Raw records
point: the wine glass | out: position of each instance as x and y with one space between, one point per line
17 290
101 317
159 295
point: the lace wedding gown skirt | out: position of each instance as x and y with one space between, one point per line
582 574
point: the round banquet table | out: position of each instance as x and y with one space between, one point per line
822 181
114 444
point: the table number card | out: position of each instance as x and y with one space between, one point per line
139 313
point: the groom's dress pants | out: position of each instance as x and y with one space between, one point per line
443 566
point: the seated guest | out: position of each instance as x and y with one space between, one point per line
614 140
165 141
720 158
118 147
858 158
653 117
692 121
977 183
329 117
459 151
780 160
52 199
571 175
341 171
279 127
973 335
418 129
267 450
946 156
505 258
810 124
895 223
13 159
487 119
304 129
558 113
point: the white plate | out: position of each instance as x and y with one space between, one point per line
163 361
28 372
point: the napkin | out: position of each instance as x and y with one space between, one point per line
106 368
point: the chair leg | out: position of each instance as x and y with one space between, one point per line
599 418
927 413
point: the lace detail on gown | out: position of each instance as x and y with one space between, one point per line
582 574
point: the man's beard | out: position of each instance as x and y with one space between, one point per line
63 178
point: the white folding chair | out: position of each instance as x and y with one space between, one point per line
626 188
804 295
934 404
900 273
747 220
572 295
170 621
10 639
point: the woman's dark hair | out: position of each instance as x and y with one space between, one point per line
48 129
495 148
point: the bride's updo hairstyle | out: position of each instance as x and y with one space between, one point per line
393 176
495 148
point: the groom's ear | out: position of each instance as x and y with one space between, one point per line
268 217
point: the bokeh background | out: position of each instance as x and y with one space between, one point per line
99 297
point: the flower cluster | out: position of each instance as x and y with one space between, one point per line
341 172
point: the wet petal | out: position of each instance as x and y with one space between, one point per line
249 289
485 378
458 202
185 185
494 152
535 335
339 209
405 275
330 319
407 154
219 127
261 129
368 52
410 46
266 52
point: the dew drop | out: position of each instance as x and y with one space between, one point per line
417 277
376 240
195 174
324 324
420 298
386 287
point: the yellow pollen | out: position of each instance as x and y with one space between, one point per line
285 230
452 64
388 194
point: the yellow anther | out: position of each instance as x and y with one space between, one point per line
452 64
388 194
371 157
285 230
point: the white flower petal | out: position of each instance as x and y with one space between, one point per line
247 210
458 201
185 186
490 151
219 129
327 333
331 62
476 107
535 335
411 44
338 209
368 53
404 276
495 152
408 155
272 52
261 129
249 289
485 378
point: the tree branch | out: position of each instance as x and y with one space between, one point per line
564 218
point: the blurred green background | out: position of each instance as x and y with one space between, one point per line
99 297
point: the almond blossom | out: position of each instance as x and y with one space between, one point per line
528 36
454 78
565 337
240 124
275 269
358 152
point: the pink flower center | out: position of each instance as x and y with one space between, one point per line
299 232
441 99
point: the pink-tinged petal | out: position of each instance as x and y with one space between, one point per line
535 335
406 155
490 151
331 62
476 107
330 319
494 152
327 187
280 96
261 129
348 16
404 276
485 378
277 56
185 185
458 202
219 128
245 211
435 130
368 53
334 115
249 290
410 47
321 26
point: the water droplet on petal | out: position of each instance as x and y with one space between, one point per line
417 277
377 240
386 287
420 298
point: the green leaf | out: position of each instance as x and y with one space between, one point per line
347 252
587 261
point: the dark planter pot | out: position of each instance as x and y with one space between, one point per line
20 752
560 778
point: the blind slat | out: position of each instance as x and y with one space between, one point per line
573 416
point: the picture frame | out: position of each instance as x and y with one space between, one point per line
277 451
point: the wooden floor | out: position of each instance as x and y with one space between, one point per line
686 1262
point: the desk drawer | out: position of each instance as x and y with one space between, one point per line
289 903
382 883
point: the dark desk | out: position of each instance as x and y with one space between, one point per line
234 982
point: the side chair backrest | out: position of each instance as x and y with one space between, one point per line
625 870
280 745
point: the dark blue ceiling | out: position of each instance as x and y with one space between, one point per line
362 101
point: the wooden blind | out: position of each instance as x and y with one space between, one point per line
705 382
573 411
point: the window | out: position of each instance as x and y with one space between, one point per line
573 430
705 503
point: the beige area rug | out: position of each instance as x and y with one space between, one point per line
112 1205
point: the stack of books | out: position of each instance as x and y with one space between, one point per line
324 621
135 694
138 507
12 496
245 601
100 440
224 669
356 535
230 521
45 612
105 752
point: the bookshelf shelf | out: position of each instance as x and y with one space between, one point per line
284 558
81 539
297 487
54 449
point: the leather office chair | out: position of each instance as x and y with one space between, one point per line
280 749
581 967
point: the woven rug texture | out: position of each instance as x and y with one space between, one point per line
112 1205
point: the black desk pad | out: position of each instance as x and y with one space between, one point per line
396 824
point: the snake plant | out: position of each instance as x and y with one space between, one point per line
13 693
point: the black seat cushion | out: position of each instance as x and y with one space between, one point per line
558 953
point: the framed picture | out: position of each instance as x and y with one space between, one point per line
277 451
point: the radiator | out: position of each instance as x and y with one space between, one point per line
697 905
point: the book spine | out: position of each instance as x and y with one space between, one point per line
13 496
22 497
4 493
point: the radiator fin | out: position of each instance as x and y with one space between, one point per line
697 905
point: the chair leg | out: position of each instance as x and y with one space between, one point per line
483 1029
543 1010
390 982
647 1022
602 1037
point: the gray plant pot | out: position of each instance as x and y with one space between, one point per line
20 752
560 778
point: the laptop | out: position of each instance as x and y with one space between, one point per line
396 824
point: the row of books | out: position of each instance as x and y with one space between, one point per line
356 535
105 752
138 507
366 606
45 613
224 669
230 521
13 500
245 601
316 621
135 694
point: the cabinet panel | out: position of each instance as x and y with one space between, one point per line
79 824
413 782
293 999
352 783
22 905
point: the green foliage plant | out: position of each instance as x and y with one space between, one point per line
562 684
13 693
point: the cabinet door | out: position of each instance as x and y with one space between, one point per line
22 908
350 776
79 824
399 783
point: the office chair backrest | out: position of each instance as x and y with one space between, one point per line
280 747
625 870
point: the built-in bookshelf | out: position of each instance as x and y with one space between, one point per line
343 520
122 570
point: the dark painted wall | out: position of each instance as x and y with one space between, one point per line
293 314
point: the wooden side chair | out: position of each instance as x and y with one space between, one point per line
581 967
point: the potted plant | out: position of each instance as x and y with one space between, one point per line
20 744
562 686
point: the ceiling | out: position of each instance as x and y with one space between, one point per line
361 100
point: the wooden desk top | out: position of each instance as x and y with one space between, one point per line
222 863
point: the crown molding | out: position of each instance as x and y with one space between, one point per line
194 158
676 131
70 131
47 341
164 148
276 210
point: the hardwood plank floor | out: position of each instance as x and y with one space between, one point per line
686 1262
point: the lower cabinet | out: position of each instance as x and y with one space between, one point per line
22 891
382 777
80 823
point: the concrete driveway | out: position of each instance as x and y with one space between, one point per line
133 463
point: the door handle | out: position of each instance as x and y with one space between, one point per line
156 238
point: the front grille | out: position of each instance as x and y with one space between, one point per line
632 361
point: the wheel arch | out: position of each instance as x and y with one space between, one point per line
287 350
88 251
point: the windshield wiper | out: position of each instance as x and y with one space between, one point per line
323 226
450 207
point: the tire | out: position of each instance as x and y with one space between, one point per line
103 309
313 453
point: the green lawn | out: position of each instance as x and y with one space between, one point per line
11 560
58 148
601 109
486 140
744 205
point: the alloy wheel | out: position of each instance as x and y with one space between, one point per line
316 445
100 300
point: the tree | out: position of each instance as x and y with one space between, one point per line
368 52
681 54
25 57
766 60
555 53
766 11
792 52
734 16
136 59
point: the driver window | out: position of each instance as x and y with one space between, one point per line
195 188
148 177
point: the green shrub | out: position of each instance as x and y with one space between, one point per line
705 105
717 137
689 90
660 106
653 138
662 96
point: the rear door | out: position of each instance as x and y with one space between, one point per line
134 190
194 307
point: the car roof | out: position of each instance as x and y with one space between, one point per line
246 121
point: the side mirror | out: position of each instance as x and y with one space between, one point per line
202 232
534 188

**Task to complete**
Write out, word for word, the line containing "point: the alloy" and every line after it to the end of the data above.

**Task solution**
point: the alloy wheel | out: position of each instance as x and y with one space between, one point per line
316 445
100 300
point: the tree | out: position of each instance as x and y with one space between, one point per line
368 52
681 54
25 57
766 60
555 53
766 11
792 52
734 16
136 59
point: the driver window | out: position of each instance as x and y with one space between, one point per line
195 188
148 177
point: the green shrub | out: position of each instance as x and y with one space between, one point per line
705 105
717 137
689 90
660 106
653 138
662 96
point: the rear door | out: position of each instance as x and y with one space between, one point per line
134 190
194 307
point: the car roof | out: position of each instance as x and y with one space between, one point per line
246 121
point: the side mirror | out: position of each instance as x and y with one space between, one point per line
202 232
534 188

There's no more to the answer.